> **DATA EXTRACT**
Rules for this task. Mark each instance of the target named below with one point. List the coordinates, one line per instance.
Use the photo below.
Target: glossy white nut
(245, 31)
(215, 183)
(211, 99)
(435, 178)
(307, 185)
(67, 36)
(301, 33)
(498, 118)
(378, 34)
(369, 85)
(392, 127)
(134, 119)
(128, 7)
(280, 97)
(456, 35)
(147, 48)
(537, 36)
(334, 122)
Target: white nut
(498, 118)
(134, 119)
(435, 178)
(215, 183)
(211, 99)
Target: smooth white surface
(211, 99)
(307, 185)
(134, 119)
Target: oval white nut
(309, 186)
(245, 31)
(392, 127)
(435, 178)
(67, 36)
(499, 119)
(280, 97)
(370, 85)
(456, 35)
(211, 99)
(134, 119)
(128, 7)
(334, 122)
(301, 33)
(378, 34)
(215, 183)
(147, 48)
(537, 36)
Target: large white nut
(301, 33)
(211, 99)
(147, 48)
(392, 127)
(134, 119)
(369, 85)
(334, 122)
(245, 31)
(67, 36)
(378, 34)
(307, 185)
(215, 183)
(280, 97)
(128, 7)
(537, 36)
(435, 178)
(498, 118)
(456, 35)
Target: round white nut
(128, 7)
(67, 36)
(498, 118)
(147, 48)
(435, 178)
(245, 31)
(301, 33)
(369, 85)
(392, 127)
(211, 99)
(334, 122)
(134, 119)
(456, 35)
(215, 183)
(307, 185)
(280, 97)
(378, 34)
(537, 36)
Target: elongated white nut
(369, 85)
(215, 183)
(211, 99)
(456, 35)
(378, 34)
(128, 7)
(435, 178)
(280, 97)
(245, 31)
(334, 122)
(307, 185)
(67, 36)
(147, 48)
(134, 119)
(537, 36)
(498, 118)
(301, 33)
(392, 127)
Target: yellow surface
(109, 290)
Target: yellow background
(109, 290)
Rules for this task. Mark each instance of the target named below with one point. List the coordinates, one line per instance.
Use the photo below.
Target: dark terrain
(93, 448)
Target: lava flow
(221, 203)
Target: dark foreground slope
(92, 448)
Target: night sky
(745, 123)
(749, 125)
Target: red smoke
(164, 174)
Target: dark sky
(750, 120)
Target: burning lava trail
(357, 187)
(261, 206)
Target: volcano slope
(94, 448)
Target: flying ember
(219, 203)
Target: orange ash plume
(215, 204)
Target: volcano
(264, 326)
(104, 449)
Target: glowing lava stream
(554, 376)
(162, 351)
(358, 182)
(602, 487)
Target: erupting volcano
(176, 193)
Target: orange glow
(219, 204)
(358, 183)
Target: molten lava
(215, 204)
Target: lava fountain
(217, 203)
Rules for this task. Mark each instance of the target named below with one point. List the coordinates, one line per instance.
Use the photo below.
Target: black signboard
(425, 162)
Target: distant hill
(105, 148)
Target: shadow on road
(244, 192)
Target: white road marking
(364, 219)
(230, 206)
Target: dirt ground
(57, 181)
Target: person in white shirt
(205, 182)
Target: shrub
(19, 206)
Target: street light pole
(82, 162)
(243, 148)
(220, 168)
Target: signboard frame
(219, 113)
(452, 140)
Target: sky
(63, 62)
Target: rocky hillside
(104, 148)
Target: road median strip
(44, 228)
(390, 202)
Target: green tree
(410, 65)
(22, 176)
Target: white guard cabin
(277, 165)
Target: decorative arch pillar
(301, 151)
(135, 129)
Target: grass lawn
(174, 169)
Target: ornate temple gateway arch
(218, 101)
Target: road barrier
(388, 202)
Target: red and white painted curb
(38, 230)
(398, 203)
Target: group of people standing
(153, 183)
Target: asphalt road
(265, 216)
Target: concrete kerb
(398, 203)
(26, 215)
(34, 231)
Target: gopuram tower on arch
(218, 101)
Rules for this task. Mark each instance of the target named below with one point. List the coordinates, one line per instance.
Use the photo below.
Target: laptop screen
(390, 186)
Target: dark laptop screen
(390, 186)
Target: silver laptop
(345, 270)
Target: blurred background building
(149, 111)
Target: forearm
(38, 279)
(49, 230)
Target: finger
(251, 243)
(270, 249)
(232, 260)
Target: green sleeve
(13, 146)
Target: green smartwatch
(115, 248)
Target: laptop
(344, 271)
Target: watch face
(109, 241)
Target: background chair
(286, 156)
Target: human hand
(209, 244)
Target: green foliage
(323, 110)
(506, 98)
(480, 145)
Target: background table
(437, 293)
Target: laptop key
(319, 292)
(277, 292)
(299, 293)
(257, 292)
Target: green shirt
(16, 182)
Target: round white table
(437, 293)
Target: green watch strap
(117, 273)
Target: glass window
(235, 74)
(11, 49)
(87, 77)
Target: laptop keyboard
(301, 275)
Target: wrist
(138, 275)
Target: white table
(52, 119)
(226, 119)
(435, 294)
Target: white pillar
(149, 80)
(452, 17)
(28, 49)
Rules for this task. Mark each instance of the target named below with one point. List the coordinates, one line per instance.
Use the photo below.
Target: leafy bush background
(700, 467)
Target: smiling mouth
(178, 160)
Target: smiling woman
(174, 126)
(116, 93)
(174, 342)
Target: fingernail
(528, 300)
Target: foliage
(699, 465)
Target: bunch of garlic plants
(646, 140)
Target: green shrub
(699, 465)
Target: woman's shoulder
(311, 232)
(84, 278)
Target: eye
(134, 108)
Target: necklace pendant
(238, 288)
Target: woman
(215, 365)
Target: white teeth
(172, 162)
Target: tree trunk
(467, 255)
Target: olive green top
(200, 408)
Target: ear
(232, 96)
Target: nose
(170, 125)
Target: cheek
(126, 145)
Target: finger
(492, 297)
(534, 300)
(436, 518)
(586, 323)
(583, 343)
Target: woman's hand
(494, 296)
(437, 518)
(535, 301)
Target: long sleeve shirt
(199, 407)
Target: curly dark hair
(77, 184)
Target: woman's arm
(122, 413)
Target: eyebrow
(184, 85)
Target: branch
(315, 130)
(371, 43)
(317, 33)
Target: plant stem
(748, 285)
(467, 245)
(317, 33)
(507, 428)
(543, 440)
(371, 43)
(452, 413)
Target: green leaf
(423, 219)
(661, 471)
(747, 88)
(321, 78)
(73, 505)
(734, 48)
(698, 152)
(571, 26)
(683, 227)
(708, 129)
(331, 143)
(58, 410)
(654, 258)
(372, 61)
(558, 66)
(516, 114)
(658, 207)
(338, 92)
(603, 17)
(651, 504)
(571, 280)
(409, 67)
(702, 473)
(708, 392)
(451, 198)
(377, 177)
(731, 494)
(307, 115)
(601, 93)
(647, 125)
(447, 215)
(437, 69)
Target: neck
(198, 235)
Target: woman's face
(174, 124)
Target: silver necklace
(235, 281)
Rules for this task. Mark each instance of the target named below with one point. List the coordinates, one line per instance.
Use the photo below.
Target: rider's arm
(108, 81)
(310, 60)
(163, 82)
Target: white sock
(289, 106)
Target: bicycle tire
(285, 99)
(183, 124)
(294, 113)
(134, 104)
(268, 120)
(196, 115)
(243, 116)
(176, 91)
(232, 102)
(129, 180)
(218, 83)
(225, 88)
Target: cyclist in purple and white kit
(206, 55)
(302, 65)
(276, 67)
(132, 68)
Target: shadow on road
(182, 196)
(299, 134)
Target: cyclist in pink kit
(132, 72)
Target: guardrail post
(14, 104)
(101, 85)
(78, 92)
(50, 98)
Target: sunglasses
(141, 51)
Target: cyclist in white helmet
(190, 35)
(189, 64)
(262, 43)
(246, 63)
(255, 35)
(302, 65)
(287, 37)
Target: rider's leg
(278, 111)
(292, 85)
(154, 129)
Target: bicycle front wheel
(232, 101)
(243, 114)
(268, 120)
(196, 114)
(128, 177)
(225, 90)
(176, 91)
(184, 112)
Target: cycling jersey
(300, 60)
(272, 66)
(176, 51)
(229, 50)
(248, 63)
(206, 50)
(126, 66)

> **CHALLENGE**
Can you quote exactly the lines from the one containing "Target: smiling mouth" through the last line of the records above, and nothing else?

> **RIGHT ANSWER**
Target: smiling mouth
(178, 160)
Target: smiling woman
(174, 126)
(116, 93)
(174, 342)
Target: fingernail
(528, 300)
Target: foliage
(699, 465)
Target: bunch of garlic plants
(646, 140)
Target: green shrub
(699, 465)
Target: woman's shoulder
(311, 232)
(84, 278)
Target: eye
(134, 108)
Target: necklace pendant
(238, 288)
Target: woman
(215, 365)
Target: white teeth
(172, 162)
Target: tree trunk
(467, 255)
Target: olive green top
(200, 408)
Target: ear
(232, 96)
Target: nose
(170, 125)
Target: cheek
(126, 145)
Target: finger
(492, 297)
(534, 300)
(436, 518)
(586, 323)
(583, 343)
Target: woman's hand
(494, 296)
(437, 518)
(535, 301)
Target: long sleeve shirt
(199, 407)
Target: curly dark hair
(77, 184)
Target: woman's arm
(122, 413)
Target: eyebrow
(184, 85)
Target: branch
(315, 130)
(371, 43)
(317, 33)
Target: plant stem
(748, 285)
(467, 245)
(317, 33)
(507, 428)
(543, 440)
(371, 43)
(452, 413)
Target: green leaf
(423, 219)
(661, 471)
(747, 88)
(321, 78)
(73, 505)
(734, 48)
(698, 152)
(571, 26)
(683, 227)
(708, 129)
(331, 143)
(58, 410)
(654, 258)
(372, 61)
(558, 66)
(516, 114)
(658, 207)
(338, 92)
(603, 17)
(651, 504)
(571, 280)
(409, 67)
(702, 473)
(708, 392)
(451, 198)
(377, 177)
(731, 494)
(307, 115)
(601, 93)
(647, 125)
(447, 215)
(437, 69)
Target: neck
(198, 235)
Target: woman's face
(174, 124)
Target: silver necklace
(235, 281)
Rules for this task. Mark each instance of the target named below with one point. List the coordinates, one line per instance.
Use the photo below.
Target: rider's arm
(108, 81)
(310, 60)
(163, 82)
Target: white sock
(289, 106)
Target: bicycle tire
(285, 99)
(183, 124)
(294, 113)
(134, 104)
(268, 120)
(196, 115)
(243, 116)
(176, 91)
(232, 102)
(129, 180)
(218, 83)
(225, 88)
Target: cyclist in purple and white kit
(206, 55)
(302, 65)
(276, 67)
(132, 68)
Target: shadow on road
(182, 196)
(299, 134)
Target: cyclist in pink kit
(132, 72)
Target: guardrail post
(14, 104)
(101, 85)
(78, 92)
(50, 98)
Target: sunglasses
(141, 51)
Target: cyclist in white helmet
(190, 35)
(189, 64)
(262, 43)
(246, 63)
(255, 35)
(302, 65)
(287, 37)
Target: rider's leg
(278, 111)
(292, 85)
(154, 129)
Target: bicycle front wheel
(232, 101)
(243, 114)
(268, 120)
(196, 114)
(128, 177)
(225, 90)
(176, 91)
(184, 112)
Target: cycling jersey
(300, 60)
(272, 66)
(176, 51)
(229, 50)
(248, 63)
(206, 50)
(126, 66)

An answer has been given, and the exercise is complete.